--- START OF SOURCE PASSAGE ---

Centralized Logging Architecture for Security: Fluentd, Vector, and Loki Compared

Problem

Self-managed log infrastructure is one of the highest operational costs for small-to-medium teams. The choice of collector (Fluentd vs Vector vs Promtail) and backend (Loki vs Elasticsearch vs OpenObserve) determines your query capability, operational burden, and cost for years. Choosing wrong is expensive to reverse, log pipelines are deeply integrated into every service.

For security use cases specifically, the requirements are: full-text search across log content (not just labels), sub-10-second query latency for 30-day windows, structured log support (JSON, key-value), retention management (30 days hot, 12 months archival), and integration with alerting (fire alerts from log queries).

Threat Model

Adversary: Any attacker. Centralized logs are the foundation of all security investigation and detection. Without them, you are blind.

Configuration

Collector Comparison

Feature	Vector	Fluentd	Promtail
Language	Rust	Ruby + C	Go
Memory usage (idle)	15-30MB	50-100MB	20-40MB
Throughput	10-50K events/sec/core	5-20K events/sec/core	5-15K events/sec/core
Configuration	YAML/TOML	Ruby DSL	YAML
Transform capability	VRL (powerful)	Filters (plugin-based)	Pipeline stages (limited)
Buffer/retry	Built-in disk buffer	Plugin-based (buffered output)	WAL-based
Kubernetes support	Native	Via fluent-bit/fluentd	Native (Loki only)
Best for	New deployments, performance	Existing ecosystems, plugin breadth	Loki-only deployments

Recommendation: Vector for new deployments (fastest, lowest memory, most flexible transforms). Fluentd only if you have an existing Fluentd ecosystem with custom plugins. Promtail only if you are committed to Loki as the only backend.

Backend Comparison

Feature	Loki	Elasticsearch	OpenObserve (#120)	Quickwit (#121)
Query language	LogQL (label-based)	KQL / Lucene (full-text)	SQL + full-text	Tantivy (full-text)

--- END OF SOURCE PASSAGE ---

WORK TO BE COMPLETED: In the logging architecture comparison, which collector is recommended for new deployments?

--- START OF PROVIDED DATA ---

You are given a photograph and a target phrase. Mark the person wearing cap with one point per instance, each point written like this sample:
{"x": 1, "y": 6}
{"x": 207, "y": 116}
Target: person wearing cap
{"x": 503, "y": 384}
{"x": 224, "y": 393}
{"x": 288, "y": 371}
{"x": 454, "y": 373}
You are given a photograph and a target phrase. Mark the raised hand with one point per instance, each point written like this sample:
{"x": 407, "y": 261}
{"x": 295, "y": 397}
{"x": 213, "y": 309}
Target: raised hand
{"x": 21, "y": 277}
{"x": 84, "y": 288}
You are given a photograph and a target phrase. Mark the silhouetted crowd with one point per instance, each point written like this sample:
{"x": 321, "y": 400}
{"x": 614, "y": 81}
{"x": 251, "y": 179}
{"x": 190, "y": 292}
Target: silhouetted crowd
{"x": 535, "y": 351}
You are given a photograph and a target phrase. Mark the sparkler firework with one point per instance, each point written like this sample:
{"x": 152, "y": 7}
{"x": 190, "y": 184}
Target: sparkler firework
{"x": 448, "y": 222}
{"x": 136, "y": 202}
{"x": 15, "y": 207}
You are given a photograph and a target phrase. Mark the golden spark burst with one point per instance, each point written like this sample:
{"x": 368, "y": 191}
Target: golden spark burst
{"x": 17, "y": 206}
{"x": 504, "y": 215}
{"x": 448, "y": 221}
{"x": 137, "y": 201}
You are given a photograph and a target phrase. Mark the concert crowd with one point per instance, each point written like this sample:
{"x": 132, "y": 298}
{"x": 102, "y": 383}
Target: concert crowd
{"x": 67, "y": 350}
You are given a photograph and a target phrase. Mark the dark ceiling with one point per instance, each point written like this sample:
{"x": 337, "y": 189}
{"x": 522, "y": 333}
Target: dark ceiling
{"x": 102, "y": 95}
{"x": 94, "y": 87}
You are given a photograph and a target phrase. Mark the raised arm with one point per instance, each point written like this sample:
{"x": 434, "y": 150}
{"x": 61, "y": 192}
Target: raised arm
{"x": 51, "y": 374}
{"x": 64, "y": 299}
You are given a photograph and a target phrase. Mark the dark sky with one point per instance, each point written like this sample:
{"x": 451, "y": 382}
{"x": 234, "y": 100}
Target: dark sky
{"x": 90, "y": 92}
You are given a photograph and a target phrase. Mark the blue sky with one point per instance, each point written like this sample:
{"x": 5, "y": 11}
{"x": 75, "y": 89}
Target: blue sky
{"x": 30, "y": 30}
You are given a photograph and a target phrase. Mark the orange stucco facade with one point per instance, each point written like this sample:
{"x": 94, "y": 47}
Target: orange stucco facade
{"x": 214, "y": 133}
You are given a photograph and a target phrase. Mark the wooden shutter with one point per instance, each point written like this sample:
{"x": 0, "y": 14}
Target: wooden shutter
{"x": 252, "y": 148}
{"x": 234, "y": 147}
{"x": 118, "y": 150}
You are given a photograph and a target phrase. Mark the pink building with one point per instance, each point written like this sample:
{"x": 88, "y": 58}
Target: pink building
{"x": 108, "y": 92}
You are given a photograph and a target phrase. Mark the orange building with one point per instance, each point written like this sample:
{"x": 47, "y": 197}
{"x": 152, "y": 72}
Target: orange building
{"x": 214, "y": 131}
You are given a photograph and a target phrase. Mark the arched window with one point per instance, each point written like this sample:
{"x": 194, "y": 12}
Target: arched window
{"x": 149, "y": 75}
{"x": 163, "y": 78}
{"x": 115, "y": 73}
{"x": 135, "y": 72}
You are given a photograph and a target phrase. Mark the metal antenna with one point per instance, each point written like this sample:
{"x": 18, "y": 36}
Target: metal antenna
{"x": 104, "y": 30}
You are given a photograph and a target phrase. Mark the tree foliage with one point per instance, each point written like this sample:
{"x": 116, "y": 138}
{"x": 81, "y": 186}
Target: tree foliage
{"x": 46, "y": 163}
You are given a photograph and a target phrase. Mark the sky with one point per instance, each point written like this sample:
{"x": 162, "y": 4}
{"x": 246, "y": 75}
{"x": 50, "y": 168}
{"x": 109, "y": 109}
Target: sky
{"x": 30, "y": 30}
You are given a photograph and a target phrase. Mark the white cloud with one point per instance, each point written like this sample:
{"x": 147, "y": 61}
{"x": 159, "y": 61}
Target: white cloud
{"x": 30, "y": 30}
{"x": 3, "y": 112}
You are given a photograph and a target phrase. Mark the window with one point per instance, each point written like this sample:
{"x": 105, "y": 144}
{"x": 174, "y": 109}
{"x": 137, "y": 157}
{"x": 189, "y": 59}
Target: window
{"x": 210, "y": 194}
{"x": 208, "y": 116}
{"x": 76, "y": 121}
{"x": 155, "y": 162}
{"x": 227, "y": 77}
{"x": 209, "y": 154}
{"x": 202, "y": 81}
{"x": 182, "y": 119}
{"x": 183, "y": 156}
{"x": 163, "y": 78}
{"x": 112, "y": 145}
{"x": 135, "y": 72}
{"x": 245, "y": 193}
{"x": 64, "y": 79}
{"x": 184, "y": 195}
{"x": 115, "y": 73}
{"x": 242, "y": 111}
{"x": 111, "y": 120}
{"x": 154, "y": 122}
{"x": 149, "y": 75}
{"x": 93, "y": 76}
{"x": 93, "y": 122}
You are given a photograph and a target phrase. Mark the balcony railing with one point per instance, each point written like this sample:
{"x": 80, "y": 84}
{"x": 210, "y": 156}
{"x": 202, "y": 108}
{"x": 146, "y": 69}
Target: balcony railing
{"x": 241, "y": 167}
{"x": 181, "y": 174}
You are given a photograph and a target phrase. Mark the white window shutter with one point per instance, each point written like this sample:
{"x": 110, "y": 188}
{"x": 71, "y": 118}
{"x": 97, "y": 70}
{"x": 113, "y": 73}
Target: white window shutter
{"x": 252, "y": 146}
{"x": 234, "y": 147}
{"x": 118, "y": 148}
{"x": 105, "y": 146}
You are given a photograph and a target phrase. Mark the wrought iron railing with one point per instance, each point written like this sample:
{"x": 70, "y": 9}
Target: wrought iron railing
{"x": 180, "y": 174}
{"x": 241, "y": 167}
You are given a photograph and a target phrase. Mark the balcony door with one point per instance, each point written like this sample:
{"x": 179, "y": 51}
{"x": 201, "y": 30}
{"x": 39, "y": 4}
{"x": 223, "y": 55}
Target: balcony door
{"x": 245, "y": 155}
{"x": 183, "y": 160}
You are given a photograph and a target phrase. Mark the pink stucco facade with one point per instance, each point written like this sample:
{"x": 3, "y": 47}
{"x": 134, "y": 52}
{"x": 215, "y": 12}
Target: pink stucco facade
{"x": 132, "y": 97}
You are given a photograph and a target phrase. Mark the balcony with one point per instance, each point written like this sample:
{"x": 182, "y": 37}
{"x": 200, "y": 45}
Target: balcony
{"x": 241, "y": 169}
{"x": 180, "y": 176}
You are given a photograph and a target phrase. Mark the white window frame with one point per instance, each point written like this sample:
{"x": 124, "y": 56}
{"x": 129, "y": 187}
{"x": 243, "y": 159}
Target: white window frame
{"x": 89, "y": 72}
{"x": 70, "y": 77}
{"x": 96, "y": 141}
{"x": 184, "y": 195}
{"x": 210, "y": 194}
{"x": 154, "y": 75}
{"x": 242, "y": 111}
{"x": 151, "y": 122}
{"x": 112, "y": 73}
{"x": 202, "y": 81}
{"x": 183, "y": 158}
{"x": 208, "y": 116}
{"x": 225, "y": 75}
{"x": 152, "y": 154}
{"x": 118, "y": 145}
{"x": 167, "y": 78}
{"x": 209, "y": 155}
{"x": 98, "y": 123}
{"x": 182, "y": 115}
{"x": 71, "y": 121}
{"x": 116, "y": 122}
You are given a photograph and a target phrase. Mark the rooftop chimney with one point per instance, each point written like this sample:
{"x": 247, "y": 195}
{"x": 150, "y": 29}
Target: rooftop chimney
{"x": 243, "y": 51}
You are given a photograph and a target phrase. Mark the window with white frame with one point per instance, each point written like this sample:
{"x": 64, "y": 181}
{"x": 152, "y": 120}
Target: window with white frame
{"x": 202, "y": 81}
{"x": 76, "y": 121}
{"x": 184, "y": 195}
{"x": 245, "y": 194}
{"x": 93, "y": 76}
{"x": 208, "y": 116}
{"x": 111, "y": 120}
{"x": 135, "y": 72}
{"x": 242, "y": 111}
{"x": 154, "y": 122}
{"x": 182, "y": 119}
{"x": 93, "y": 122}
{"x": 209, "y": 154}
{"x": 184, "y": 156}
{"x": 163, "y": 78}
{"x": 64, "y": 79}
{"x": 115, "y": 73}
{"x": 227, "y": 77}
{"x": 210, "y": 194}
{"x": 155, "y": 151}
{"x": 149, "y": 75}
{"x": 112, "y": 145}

--- END OF PROVIDED DATA ---
--- START OF PROVIDED DATA ---

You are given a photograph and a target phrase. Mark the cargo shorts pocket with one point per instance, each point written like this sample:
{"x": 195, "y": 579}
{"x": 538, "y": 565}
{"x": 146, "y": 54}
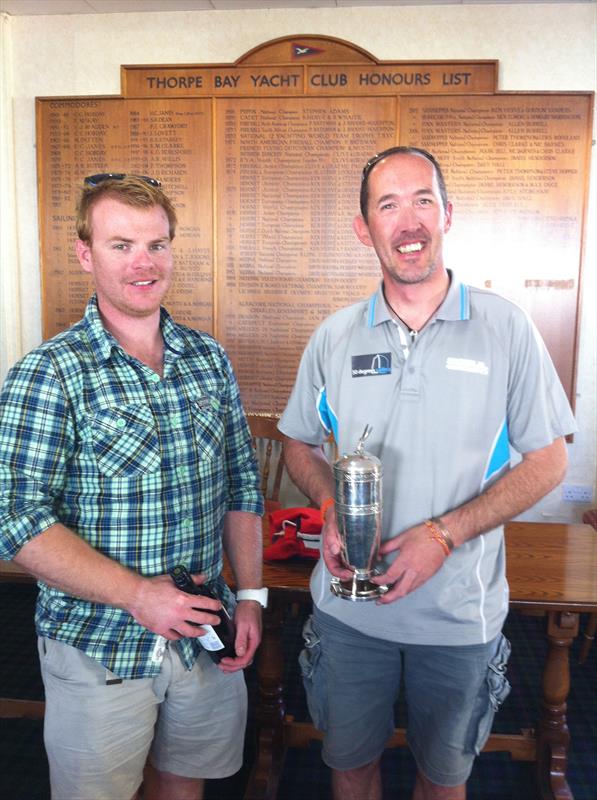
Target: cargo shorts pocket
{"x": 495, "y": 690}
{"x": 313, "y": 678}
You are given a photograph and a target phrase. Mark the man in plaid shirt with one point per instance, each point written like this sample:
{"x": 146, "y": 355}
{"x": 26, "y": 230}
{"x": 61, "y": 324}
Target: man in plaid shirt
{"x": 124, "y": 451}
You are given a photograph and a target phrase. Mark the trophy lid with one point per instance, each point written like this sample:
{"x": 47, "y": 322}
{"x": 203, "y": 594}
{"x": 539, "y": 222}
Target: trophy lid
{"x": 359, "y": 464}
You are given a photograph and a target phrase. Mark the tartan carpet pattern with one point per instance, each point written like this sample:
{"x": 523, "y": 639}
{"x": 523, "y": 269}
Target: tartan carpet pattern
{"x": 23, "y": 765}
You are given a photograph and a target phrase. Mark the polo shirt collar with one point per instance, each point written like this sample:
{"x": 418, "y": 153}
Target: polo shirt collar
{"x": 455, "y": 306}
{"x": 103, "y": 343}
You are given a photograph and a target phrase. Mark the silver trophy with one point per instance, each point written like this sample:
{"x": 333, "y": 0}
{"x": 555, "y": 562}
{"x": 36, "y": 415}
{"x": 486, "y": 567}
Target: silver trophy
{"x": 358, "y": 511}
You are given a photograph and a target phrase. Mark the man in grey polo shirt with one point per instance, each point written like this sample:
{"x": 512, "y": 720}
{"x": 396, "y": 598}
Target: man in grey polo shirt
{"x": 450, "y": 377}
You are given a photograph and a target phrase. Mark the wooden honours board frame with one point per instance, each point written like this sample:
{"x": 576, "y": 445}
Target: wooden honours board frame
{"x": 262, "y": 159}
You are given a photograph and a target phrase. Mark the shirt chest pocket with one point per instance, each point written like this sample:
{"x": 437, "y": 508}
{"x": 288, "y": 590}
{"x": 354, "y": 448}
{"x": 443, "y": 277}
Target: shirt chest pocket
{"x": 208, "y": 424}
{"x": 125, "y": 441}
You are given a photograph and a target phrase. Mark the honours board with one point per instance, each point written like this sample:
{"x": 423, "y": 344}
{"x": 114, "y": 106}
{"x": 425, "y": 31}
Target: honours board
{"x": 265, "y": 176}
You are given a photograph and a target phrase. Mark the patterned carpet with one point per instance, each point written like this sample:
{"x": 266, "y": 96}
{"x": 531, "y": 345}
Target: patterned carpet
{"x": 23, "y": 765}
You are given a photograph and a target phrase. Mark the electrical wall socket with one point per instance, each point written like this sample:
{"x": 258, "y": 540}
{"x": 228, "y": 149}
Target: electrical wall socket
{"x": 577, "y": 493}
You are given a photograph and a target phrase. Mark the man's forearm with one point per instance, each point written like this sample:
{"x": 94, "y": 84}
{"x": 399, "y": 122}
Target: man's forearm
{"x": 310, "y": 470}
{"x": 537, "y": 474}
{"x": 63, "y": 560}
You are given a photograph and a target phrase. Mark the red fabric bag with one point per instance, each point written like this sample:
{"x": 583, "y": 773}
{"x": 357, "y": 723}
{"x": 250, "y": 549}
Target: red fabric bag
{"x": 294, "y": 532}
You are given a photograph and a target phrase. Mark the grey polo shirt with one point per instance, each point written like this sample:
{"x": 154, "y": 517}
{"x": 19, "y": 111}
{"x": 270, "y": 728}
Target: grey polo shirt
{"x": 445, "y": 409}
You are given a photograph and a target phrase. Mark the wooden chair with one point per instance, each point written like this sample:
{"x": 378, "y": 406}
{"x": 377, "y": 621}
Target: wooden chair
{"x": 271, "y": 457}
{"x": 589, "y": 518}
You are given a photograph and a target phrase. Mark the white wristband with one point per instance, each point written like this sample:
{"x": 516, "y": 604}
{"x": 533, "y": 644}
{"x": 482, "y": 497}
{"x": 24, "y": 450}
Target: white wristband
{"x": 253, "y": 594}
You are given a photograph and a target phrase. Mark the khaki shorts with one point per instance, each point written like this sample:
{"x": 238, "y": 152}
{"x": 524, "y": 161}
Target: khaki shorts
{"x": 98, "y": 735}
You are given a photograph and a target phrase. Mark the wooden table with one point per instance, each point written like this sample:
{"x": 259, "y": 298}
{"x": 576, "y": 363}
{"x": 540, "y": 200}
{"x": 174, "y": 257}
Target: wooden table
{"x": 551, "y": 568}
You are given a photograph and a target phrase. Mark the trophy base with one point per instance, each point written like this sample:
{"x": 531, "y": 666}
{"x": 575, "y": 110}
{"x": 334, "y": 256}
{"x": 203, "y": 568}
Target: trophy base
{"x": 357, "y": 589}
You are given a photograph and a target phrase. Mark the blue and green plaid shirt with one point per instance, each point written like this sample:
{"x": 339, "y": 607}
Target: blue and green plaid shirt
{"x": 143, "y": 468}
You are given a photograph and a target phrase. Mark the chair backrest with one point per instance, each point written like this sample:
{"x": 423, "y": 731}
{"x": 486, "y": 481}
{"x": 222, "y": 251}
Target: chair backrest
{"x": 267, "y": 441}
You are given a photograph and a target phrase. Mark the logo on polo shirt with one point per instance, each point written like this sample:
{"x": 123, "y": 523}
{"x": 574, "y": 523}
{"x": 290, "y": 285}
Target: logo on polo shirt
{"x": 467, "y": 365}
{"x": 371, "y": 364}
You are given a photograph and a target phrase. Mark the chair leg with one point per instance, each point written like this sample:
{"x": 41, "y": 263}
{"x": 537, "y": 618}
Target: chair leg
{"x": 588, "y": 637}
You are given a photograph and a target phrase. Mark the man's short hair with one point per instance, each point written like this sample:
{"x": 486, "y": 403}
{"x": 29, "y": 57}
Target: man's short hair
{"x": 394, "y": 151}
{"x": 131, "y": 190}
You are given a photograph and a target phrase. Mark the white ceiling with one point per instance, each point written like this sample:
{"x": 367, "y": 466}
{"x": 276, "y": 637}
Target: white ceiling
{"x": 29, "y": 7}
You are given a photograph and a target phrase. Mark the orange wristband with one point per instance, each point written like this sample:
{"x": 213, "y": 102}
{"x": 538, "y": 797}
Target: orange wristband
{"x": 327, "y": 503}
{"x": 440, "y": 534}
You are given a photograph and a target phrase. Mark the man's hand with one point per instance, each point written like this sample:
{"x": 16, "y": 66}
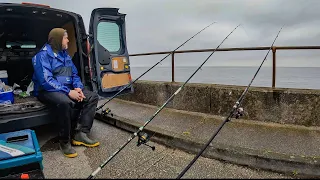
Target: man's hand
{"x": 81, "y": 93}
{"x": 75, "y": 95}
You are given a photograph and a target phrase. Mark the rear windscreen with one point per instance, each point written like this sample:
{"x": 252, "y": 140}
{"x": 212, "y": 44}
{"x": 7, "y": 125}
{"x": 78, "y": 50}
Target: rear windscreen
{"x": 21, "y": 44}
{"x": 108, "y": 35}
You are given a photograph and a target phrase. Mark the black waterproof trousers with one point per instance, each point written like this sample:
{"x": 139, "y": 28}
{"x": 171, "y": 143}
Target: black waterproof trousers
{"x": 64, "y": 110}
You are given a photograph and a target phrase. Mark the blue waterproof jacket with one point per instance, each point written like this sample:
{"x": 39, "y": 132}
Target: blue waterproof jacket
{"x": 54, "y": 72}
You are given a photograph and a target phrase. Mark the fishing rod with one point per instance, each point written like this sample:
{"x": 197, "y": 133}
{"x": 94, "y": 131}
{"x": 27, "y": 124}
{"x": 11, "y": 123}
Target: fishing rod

--- END OF PROVIDED DATA ---

SOLUTION FOR THIS EXERCISE: Vector